- _Work to be completed_
Retrieve every line from the records in which the word "positive" occurs.
------ Material to process
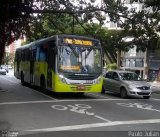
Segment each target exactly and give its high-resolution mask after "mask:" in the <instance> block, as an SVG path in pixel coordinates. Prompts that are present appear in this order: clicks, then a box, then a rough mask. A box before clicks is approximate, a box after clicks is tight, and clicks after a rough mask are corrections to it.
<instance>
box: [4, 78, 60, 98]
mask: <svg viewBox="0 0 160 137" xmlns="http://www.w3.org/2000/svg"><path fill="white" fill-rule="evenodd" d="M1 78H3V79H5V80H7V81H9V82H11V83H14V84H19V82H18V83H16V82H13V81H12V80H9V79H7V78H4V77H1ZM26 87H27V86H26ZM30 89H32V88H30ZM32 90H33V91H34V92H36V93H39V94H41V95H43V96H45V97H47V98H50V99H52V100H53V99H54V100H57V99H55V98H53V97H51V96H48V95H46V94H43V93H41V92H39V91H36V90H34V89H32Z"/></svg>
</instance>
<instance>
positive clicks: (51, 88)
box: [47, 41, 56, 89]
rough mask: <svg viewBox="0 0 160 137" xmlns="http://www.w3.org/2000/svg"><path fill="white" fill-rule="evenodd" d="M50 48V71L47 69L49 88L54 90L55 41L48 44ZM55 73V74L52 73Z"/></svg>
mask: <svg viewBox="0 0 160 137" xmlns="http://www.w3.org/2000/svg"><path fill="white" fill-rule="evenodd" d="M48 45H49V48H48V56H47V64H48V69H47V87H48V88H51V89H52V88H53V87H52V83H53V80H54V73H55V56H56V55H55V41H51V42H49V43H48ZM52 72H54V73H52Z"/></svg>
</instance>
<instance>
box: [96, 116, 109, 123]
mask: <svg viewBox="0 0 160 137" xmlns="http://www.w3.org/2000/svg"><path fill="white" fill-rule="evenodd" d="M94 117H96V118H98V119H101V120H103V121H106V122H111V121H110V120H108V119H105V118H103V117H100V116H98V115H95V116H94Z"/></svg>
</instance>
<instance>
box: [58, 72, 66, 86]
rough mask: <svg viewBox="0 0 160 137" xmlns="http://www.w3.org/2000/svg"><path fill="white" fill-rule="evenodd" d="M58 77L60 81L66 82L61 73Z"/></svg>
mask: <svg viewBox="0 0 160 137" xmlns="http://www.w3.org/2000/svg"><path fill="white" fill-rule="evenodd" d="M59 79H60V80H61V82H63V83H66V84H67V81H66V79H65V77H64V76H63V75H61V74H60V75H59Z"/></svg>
------------
------ Material to process
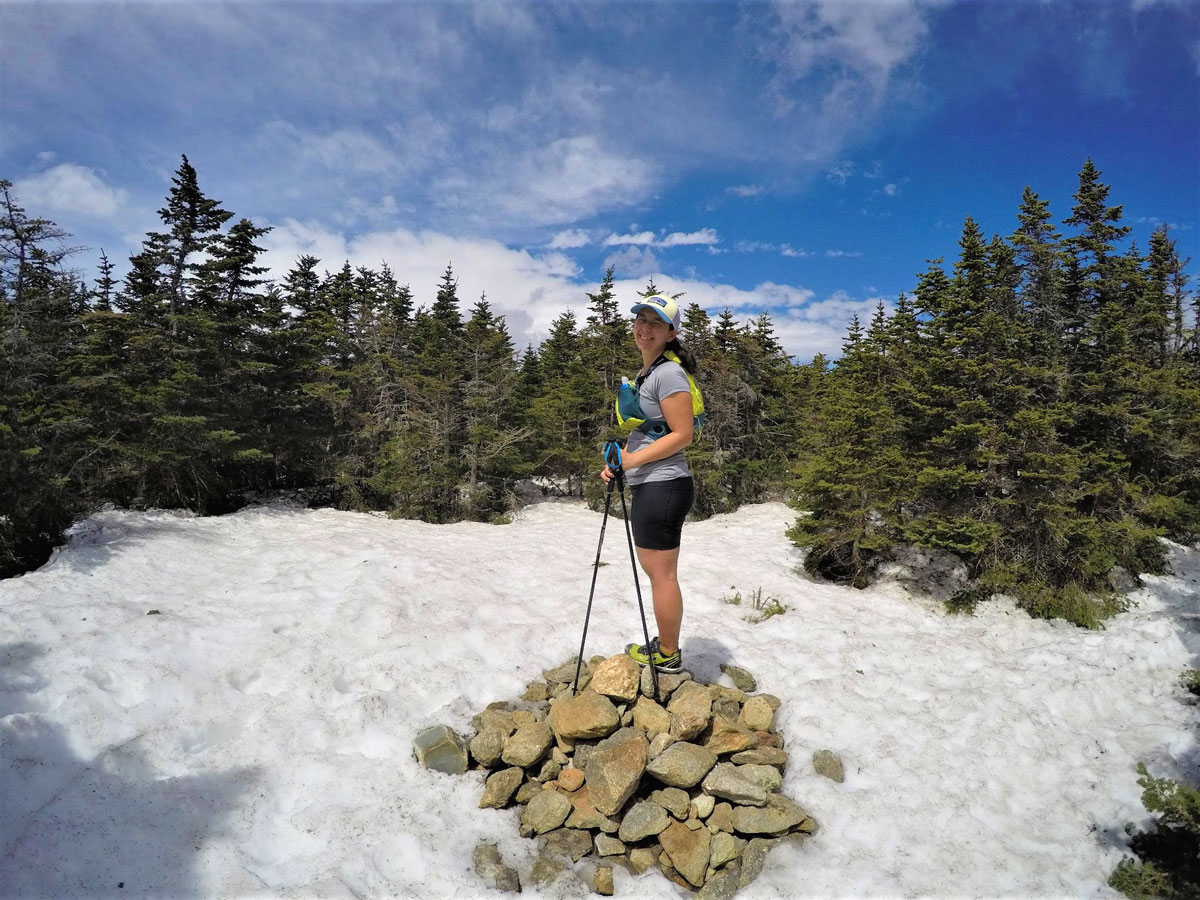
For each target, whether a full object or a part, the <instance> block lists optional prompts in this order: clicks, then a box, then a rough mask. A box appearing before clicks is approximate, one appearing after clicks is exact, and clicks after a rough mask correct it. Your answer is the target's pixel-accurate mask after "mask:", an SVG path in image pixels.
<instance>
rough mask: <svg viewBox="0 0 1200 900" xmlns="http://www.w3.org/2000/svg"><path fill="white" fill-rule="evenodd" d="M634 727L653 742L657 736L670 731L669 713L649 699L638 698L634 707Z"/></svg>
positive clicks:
------------
- _Answer space_
positive clicks: (51, 88)
positive clicks:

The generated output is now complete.